Take the entries that follow and write each one out exactly.

^^^^^^^^^^^^^^^^

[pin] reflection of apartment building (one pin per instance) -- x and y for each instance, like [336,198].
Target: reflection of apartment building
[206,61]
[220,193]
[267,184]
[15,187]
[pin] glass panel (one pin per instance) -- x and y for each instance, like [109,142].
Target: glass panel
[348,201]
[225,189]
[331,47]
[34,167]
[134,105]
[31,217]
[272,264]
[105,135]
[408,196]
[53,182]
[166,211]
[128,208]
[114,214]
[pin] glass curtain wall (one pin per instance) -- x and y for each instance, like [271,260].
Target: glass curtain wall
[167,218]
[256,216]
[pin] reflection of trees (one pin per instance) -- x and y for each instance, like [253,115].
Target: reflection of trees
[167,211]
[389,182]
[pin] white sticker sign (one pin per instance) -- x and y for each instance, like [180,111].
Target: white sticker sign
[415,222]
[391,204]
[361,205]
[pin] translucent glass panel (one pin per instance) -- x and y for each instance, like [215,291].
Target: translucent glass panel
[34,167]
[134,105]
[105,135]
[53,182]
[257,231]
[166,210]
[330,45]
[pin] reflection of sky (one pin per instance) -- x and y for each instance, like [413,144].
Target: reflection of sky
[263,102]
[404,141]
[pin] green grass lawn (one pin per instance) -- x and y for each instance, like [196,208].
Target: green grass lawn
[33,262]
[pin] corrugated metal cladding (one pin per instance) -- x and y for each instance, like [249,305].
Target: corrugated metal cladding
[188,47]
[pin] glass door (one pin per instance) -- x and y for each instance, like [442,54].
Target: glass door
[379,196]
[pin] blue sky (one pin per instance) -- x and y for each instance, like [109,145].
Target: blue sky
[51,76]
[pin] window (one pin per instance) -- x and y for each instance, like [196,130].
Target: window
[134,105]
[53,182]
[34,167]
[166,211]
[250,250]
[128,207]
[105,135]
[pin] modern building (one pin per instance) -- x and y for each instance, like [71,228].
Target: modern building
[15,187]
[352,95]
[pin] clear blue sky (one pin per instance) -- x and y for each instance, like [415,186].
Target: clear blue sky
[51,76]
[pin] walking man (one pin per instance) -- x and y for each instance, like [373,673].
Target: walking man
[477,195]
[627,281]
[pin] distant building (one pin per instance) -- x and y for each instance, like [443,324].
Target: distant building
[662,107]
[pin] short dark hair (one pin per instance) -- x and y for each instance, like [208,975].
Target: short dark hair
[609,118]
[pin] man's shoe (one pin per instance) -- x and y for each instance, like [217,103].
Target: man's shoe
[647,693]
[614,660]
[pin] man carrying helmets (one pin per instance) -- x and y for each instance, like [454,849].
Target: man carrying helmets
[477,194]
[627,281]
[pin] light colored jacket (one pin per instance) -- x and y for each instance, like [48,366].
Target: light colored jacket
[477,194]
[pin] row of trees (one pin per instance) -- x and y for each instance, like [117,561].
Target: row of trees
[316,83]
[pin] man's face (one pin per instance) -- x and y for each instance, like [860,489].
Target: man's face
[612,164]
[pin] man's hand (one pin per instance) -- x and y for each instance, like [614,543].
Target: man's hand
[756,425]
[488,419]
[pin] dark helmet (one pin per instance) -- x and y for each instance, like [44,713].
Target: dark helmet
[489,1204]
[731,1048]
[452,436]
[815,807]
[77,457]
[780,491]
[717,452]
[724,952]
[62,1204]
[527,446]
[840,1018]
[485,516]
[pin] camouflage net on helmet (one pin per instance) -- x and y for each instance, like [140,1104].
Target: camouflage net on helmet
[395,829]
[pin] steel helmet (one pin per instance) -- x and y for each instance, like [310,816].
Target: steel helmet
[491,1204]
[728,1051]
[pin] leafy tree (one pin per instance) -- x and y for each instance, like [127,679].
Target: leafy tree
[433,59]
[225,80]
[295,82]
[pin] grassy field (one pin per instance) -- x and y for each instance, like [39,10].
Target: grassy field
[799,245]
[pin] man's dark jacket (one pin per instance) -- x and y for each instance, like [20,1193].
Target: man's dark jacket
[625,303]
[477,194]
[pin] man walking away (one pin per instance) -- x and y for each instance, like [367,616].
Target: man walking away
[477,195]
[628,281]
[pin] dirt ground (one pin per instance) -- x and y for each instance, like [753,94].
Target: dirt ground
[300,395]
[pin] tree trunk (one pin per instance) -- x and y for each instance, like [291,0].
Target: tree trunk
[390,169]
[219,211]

^^^^^^^^^^^^^^^^

▸ Task answer:
[pin] reflection of apartment building (one pin per instance) -- x and y for each instance, like [336,198].
Target: reflection of apartment building
[206,61]
[220,193]
[267,184]
[15,187]
[pin] glass panel (one pin per instance) -- x and y for each instance, like [109,142].
Target: glass panel
[348,201]
[225,189]
[331,47]
[34,167]
[134,105]
[31,217]
[272,264]
[105,135]
[408,196]
[53,182]
[166,211]
[128,208]
[114,214]
[pin] glass curtain wall (one pin per instance) -- x and y for each instance, like [271,260].
Target: glass curtain wall
[167,218]
[256,216]
[pin] reflection of trees (one pin per instance) -- x and y for each instance, like [253,115].
Target: reflection of trees
[167,211]
[389,182]
[pin] white sticker sign (one pin per instance) -- x and y for each instance, like [180,111].
Target: white sticker sign
[415,222]
[391,204]
[361,205]
[pin] translucent glass panel (one pin per instance) -- x and y for each instance, like [215,291].
Target: translucent glass panel
[34,167]
[134,105]
[105,135]
[53,182]
[257,231]
[166,210]
[330,45]
[pin] reflection of sky (one pin per instance) -- x and y for each instance, like [413,144].
Target: reflection of sky
[263,102]
[404,141]
[pin] green grass lawn (one pin per instance) -- x and y for each instance, like [196,208].
Target: green grass lawn
[33,262]
[pin] corrugated metal cladding (one pin per instance) -- x and y for each instance, like [249,305].
Target: corrugated metal cladding
[188,47]
[pin] glass door (one pin per instance) -- x and y for each instance, like [442,54].
Target: glass door
[379,196]
[pin] blue sky (one pin per instance) -- x and y for each instance, like [109,145].
Target: blue sky
[51,76]
[pin] window (one pin per instance) -- x and y for each instance, like [196,130].
Target: window
[134,105]
[53,182]
[34,167]
[166,211]
[250,250]
[128,207]
[105,135]
[pin] modern building (one pin per instance) -- x and y for each instance, like [71,228].
Target: modern building
[15,187]
[352,95]
[pin] clear blue sky (one pin per instance) -- x and y for each instance, like [415,186].
Target: clear blue sky
[51,76]
[pin] walking man (one pin per instance) -- x and y for each instance, like [373,673].
Target: walking man
[477,195]
[627,281]
[pin] distant building (one pin per instance) -- x and y for each instance, like [443,324].
Target: distant building
[662,107]
[pin] short dark hair (one pin per instance) -- x and y for each instance, like [208,975].
Target: short dark hair
[609,118]
[pin] man's shoe (one pin per instance) -- x and y for each instance, like [217,103].
Target: man's shoe
[647,693]
[614,660]
[pin] man carrying helmets (one pin per instance) -- x and y for each instance, like [454,849].
Target: man carrying helmets
[477,194]
[627,281]
[pin] light colored jacket (one pin per instance) -- x and y for each instance, like [48,366].
Target: light colored jacket
[477,194]
[pin] row of trees (one pin per instance) -- x and y for each instance, like [117,561].
Target: row of trees
[316,83]
[pin] man's face (one pin per instance) -- x and y for each instance, like [860,489].
Target: man's face
[612,164]
[pin] man's hand (one pin per instance) -- x and y for each instance, like [614,543].
Target: man's hand
[756,425]
[488,419]
[pin] dark helmet (one pin per instance) -- x and y for each instance, like [44,713].
Target: dark helmet
[489,1204]
[731,1048]
[452,436]
[815,807]
[77,457]
[780,491]
[717,452]
[724,952]
[62,1204]
[527,446]
[840,1018]
[485,516]
[pin] camouflage net on helmet (one pin per instance) -- x and y for each instance, like [140,1104].
Target: camouflage net on helmet
[395,829]
[pin] steel helmet (one pin per instance) -- x and y for each instance, like [310,816].
Target: steel helmet
[491,1204]
[728,1051]
[pin] leafy tree (one pin per instance) -- x and y for each instance, like [127,679].
Target: leafy tree
[433,59]
[225,80]
[295,82]
[pin] grassy field (one pin per instance) -- x and y for each instance, like [39,10].
Target: grassy field
[799,245]
[pin] man's dark jacket (one pin per instance) -- x and y for each instance, like [20,1193].
Target: man's dark jacket
[625,303]
[477,194]
[pin] man walking away (one pin per instance) -- x and y for each instance, like [367,616].
Target: man walking away
[477,195]
[628,281]
[pin] dirt ground (one pin per instance) -- x and y for each instance, like [753,94].
Target: dirt ground
[300,395]
[pin] tree trunk (one pin per instance) -- x and y for each instance, like [291,0].
Target: tree trunk
[390,169]
[219,211]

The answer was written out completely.